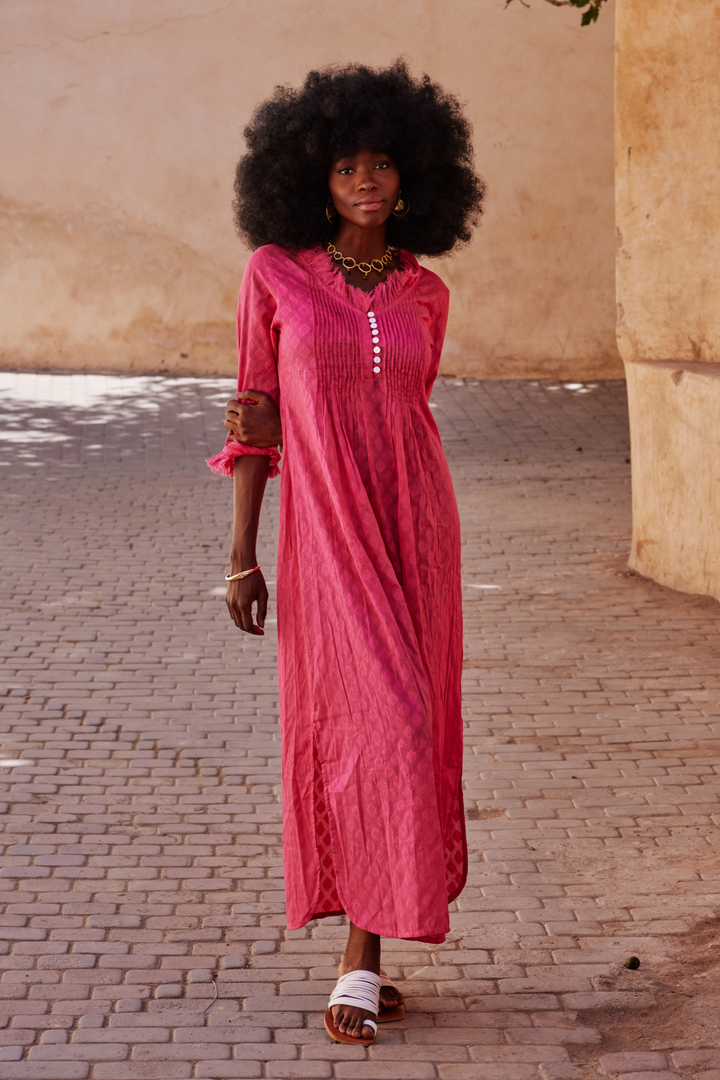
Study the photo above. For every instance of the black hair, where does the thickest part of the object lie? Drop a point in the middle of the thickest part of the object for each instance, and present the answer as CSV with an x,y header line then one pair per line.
x,y
281,183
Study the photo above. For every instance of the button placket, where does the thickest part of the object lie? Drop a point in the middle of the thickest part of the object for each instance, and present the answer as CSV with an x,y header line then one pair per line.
x,y
377,351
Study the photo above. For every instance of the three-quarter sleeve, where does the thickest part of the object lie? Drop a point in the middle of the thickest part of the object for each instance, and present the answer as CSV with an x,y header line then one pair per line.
x,y
257,356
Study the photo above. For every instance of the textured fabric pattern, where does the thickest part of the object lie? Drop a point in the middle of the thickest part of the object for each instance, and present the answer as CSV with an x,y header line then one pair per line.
x,y
368,592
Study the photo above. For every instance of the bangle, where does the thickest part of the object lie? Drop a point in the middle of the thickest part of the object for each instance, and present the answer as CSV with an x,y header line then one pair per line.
x,y
243,574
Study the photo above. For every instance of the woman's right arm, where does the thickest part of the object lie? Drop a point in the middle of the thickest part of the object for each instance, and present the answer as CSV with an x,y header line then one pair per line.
x,y
249,480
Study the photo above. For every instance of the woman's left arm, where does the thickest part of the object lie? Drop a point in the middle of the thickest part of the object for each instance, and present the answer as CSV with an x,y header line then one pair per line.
x,y
254,420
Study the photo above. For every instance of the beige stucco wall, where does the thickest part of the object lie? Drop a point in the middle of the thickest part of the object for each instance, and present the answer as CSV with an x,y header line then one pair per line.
x,y
121,123
668,282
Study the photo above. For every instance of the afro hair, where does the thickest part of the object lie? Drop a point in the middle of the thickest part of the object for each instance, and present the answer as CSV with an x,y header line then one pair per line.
x,y
281,183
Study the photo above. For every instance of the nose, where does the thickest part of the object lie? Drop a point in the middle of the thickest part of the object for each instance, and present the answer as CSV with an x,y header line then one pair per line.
x,y
366,180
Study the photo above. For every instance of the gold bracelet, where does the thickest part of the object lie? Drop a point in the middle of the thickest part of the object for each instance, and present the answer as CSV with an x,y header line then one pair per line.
x,y
243,574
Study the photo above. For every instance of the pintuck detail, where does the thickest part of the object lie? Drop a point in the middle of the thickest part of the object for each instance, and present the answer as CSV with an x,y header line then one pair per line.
x,y
377,351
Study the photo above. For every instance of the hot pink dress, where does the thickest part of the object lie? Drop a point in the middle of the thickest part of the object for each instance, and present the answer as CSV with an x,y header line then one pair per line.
x,y
369,620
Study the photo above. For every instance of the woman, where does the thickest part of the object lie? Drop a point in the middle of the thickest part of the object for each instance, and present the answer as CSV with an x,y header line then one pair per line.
x,y
341,328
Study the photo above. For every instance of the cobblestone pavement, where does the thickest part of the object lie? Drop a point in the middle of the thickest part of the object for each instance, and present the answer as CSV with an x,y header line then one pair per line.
x,y
143,928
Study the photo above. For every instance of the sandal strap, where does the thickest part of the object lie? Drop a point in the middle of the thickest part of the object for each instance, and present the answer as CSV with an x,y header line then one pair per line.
x,y
360,989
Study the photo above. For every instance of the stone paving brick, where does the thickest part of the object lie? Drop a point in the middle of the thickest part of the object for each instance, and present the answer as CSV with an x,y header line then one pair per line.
x,y
143,868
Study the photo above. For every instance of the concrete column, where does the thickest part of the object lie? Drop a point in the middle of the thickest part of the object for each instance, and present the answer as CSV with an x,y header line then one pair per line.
x,y
667,145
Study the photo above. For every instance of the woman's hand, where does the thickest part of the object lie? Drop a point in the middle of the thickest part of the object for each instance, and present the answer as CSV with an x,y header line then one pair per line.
x,y
257,424
240,598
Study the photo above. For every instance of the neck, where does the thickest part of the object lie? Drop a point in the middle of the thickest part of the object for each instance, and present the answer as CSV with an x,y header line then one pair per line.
x,y
361,244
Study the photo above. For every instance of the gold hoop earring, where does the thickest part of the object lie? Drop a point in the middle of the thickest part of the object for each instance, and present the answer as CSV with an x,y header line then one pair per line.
x,y
402,208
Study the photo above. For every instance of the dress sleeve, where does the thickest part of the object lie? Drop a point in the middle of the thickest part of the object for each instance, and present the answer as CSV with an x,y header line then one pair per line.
x,y
438,320
257,356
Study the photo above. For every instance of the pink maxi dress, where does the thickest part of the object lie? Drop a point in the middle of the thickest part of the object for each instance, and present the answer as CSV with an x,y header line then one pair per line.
x,y
369,620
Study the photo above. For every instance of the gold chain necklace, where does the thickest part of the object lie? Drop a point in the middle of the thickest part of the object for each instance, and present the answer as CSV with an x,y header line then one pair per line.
x,y
365,268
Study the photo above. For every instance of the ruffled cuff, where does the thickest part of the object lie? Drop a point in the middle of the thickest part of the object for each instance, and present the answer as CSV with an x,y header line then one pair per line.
x,y
223,463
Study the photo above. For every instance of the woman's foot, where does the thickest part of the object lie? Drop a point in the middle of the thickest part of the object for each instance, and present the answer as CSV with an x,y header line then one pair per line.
x,y
362,954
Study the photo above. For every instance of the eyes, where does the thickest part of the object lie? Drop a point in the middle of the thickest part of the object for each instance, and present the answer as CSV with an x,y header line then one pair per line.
x,y
348,170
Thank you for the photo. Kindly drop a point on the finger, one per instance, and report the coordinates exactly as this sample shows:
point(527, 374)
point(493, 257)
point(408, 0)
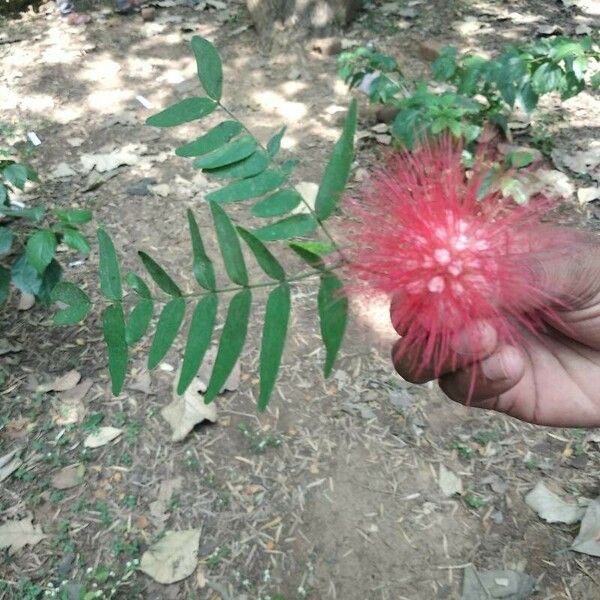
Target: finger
point(483, 384)
point(468, 346)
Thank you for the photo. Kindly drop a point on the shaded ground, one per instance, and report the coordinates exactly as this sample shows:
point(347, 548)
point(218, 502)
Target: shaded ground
point(307, 500)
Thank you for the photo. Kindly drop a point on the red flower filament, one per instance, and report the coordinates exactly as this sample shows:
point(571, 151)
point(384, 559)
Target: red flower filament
point(449, 258)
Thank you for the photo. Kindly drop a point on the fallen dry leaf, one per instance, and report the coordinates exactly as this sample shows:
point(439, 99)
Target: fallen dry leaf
point(78, 392)
point(551, 507)
point(160, 189)
point(588, 539)
point(14, 535)
point(496, 585)
point(584, 162)
point(143, 383)
point(549, 182)
point(185, 412)
point(110, 160)
point(63, 383)
point(449, 483)
point(9, 463)
point(142, 522)
point(103, 436)
point(68, 477)
point(158, 508)
point(71, 409)
point(172, 558)
point(61, 171)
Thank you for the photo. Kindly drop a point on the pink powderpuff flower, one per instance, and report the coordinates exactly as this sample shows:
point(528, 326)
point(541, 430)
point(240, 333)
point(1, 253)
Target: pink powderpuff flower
point(449, 258)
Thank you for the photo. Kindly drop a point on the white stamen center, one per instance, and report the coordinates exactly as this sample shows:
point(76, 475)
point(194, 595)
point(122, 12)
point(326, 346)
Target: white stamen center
point(442, 255)
point(436, 285)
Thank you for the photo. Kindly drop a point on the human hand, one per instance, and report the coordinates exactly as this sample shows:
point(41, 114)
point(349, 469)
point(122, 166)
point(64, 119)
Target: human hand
point(551, 379)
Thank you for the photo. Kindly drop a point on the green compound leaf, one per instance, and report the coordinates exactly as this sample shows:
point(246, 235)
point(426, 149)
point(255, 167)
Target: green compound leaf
point(290, 227)
point(309, 257)
point(6, 239)
point(248, 188)
point(213, 139)
point(333, 316)
point(110, 276)
point(203, 267)
point(24, 276)
point(210, 70)
point(229, 245)
point(159, 275)
point(199, 336)
point(40, 249)
point(253, 165)
point(185, 111)
point(337, 171)
point(138, 285)
point(76, 240)
point(268, 263)
point(274, 144)
point(4, 284)
point(231, 343)
point(277, 204)
point(77, 301)
point(139, 321)
point(73, 217)
point(318, 247)
point(229, 153)
point(50, 277)
point(273, 340)
point(113, 327)
point(167, 329)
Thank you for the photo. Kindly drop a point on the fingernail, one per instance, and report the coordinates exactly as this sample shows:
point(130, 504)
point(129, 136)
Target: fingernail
point(494, 368)
point(475, 339)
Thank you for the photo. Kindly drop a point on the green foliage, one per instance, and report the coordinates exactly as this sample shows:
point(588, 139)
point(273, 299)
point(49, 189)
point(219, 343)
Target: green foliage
point(29, 237)
point(252, 173)
point(478, 90)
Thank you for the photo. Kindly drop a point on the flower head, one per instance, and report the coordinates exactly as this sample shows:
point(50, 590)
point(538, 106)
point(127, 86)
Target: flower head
point(450, 258)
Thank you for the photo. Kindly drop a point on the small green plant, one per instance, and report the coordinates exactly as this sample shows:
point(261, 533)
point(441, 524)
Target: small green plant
point(102, 583)
point(476, 90)
point(464, 451)
point(259, 442)
point(255, 173)
point(29, 237)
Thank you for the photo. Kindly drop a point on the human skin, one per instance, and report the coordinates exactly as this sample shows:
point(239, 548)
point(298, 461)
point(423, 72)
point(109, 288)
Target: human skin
point(548, 379)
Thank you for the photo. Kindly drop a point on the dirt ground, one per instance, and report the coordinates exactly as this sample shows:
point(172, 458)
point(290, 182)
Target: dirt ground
point(334, 492)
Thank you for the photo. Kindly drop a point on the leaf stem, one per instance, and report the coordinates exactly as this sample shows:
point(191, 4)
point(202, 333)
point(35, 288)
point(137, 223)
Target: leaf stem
point(278, 167)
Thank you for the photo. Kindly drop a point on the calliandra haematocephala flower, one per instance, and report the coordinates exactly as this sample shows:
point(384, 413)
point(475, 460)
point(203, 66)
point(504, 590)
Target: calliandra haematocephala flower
point(449, 255)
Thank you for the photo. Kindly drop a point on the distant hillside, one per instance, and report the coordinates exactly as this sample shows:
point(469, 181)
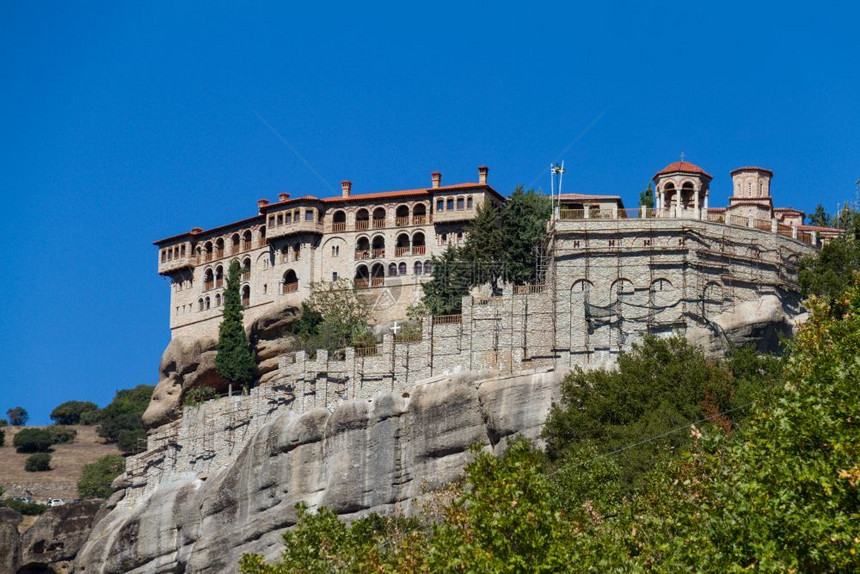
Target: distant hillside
point(67, 460)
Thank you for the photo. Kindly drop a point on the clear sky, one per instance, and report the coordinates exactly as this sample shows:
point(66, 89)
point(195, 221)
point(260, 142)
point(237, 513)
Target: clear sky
point(126, 122)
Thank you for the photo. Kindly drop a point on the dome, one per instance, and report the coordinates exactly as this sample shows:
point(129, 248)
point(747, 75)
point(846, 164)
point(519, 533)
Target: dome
point(682, 167)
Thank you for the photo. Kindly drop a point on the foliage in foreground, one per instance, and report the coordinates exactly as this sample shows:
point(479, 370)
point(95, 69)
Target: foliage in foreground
point(96, 477)
point(72, 412)
point(235, 360)
point(121, 421)
point(39, 462)
point(778, 494)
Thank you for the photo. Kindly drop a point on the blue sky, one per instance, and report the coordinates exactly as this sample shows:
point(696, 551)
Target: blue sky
point(126, 122)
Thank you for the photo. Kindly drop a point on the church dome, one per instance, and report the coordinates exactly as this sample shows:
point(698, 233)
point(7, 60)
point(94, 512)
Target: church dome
point(682, 167)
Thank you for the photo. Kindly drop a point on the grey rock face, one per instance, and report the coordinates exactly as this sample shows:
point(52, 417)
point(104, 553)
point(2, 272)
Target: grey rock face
point(188, 363)
point(376, 455)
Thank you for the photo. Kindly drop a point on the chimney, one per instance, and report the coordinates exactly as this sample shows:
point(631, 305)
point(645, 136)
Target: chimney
point(437, 178)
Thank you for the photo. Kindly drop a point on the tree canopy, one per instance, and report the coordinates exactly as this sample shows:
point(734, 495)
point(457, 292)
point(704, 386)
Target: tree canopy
point(234, 359)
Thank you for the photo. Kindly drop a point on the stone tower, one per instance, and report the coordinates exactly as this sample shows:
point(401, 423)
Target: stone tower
point(682, 189)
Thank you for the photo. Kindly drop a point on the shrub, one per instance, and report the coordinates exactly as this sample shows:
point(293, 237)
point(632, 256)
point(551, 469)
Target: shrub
point(96, 477)
point(38, 462)
point(33, 440)
point(28, 508)
point(70, 412)
point(199, 396)
point(61, 434)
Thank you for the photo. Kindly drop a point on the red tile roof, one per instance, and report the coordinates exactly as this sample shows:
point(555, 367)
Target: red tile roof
point(682, 167)
point(752, 168)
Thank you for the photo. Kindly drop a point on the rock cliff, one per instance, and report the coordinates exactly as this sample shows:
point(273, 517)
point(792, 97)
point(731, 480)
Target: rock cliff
point(366, 455)
point(190, 362)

• SHORT EXERCISE:
Print only the lines from the one with "the shrub, one" to the end of the records, both included.

• SOLUTION FOR THIS TASK:
Thank you for the photo. Kindly drop a point on the shrub, one per instance, and report the coordinates exactly as this sample shows:
point(293, 237)
point(632, 256)
point(551, 469)
Target: shrub
point(96, 477)
point(38, 462)
point(33, 440)
point(28, 508)
point(70, 412)
point(199, 396)
point(61, 434)
Thank you for the photo. Kindly drop a point on the red tile roof, one per instance, and report the coordinates exactly as this sample shows:
point(555, 367)
Target: red tile roof
point(682, 167)
point(752, 168)
Thank you for the photo. Kindly drop a point on the rock cliff, one per instance, and report the coordinates exactly as this sample shows:
point(273, 517)
point(792, 97)
point(731, 480)
Target: rock cliff
point(366, 455)
point(190, 362)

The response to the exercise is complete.